Restate the following records word for word without images.

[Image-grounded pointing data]

###

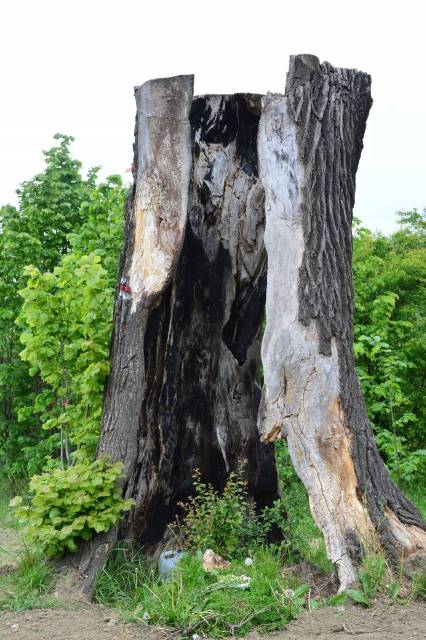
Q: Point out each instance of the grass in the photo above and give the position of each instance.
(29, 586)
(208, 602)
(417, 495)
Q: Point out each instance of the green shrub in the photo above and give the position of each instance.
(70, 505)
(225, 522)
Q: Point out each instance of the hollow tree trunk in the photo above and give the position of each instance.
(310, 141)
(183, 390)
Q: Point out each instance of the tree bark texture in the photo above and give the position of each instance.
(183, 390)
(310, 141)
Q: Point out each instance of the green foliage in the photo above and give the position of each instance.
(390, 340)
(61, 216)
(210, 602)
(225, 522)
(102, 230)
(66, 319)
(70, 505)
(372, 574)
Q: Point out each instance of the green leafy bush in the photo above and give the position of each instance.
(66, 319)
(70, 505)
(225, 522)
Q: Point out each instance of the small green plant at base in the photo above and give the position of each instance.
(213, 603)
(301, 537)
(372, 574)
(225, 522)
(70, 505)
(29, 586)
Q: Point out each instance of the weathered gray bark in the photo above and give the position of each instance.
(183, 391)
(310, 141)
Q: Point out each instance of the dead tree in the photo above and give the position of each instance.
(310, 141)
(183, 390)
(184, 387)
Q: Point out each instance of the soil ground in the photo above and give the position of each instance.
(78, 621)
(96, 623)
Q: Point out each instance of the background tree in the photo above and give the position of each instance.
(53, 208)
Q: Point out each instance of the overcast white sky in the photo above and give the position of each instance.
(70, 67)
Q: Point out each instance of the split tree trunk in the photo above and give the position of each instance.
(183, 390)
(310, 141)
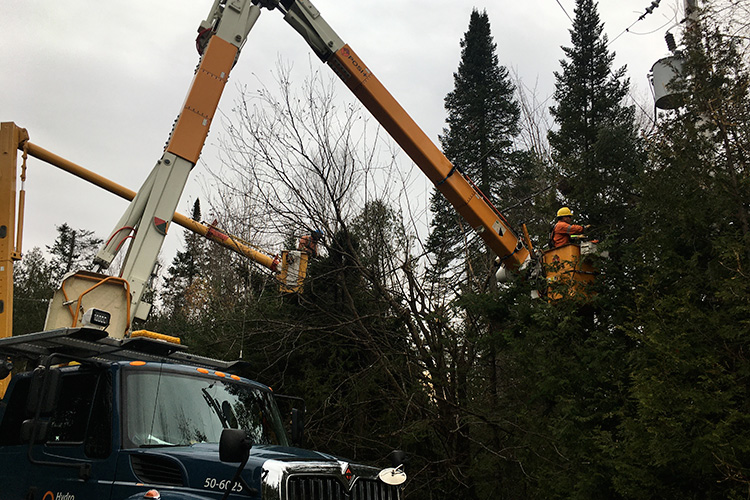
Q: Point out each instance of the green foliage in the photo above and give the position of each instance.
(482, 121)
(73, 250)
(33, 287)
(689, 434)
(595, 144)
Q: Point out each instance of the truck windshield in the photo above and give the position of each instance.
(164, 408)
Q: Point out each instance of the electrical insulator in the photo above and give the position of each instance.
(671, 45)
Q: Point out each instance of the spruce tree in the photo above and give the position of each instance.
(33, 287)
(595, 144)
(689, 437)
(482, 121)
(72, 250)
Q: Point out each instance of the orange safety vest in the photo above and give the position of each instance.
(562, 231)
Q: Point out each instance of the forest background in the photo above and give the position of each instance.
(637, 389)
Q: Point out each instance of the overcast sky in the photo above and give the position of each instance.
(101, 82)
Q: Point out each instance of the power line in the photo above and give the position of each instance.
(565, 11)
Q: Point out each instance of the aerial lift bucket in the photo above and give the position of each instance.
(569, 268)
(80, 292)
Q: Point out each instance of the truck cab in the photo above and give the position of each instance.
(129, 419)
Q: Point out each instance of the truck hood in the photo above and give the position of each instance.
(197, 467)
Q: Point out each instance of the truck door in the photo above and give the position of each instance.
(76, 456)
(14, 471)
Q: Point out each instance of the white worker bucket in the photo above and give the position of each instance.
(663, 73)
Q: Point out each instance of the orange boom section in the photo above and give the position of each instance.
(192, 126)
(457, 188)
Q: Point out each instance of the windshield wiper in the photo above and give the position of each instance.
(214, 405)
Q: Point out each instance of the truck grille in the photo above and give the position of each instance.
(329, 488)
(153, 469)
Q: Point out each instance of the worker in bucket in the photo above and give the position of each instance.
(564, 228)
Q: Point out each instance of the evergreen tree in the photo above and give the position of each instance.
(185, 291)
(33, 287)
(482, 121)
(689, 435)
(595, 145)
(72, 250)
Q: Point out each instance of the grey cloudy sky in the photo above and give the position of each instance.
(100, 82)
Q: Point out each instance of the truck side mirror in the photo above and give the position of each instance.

###

[Solution]
Q: Point out each instance of the grass in the photo above and give the position of each instance.
(29, 586)
(208, 602)
(417, 495)
Q: Point out each instance of the green shrub in the photo above and give the position of each instance.
(70, 505)
(225, 522)
Q: Point out each instance of the hollow tree trunk in the photo above and give the position of each instance.
(310, 141)
(183, 390)
Q: Point out each instance of the tree bark texture in the photo above and give the position of each instance.
(183, 390)
(310, 141)
Q: Point out each instance of the green foliage in the photo above and give the position of each instance.
(390, 340)
(61, 216)
(210, 602)
(225, 522)
(102, 230)
(66, 319)
(70, 505)
(372, 574)
Q: Point out each instance of the green leafy bush in the photo above and give the position of each instance.
(66, 319)
(70, 505)
(225, 522)
Q: Point out each instance of the small green plant at base in the photo above and give the position of each instance.
(213, 603)
(301, 537)
(372, 574)
(225, 522)
(70, 505)
(29, 586)
Q: Point out each instance of the weathered gray bark in the photo above and give the position of each instance.
(183, 391)
(310, 141)
Q: Point out each instance of the dead tree in the photo above and give the position of each instance.
(310, 141)
(183, 390)
(184, 387)
Q: Point out each instance of the soil ground in the photo above and give the position of each instance.
(78, 621)
(96, 623)
Q: Point out each instance of the background tree in the photo above and give the position of each instance.
(53, 208)
Q: Point out each instance of the overcast white sky in the photo above and give the position of each instance.
(70, 67)
Q: Point out each instance of the split tree trunk in the photo above and give the position of each instance.
(183, 390)
(310, 141)
Q: Point out each instance of the green foliage in the photo above and give the position of each instance.
(482, 121)
(73, 250)
(33, 287)
(689, 434)
(595, 144)
Q: Point out each instance of the truck windshield in the photo above and give the position of each instance.
(164, 408)
Q: Point out each instance of the electrical insulator in the photo above and give the position of each instance.
(671, 45)
Q: Point out each instance of the spruce tree in the photo above and give the position of each instance.
(33, 287)
(595, 144)
(689, 437)
(482, 121)
(72, 250)
Q: Point out each instance of the orange safety vest in the photo above and give the position of each instance.
(562, 231)
Q: Point out each instance of the forest background in the photo above and give the position of each instance.
(637, 389)
Q: Point out each instance of the overcast sky in the photo above and give the position of each instance.
(101, 82)
Q: Point out each instance of the power line in the photo above and give the position of each instance.
(565, 11)
Q: Point out each instance of the aerial lift bucket in the photo above and give the position of each instance.
(569, 268)
(80, 292)
Q: Point out each instance of the truck cab in the photo above and give the position of each instance.
(129, 419)
Q: Point out each instance of the truck hood in the photo above and give the position of each instance.
(197, 467)
Q: Point out each instance of the truck door in the photo above and give the position of each instance.
(76, 456)
(14, 471)
Q: Point out each instance of the white worker bucket in the photo above and give the position of each instance.
(663, 73)
Q: Point out each instance of the orange boom section in the photo above and give the position of each instance.
(192, 126)
(457, 188)
Q: Point out each instance of the windshield wiper in the photo above and give the position of each instance.
(214, 405)
Q: Point out each instance of the truck grille in the photo above and give the position of each instance.
(329, 488)
(153, 469)
Q: Point out each instance of the worker in bucket in the photo above and give the position of each instance.
(564, 228)
Q: Point out each instance of the evergreen tree in the photo above and give the position of each instance.
(185, 291)
(33, 287)
(482, 121)
(689, 435)
(595, 145)
(72, 250)
Q: Point out each instance of the grey cloudy sky in the photo above and give the position of each instance.
(100, 82)
Q: Point out each instance of the truck side mirror in the photo above and give the position of each instance.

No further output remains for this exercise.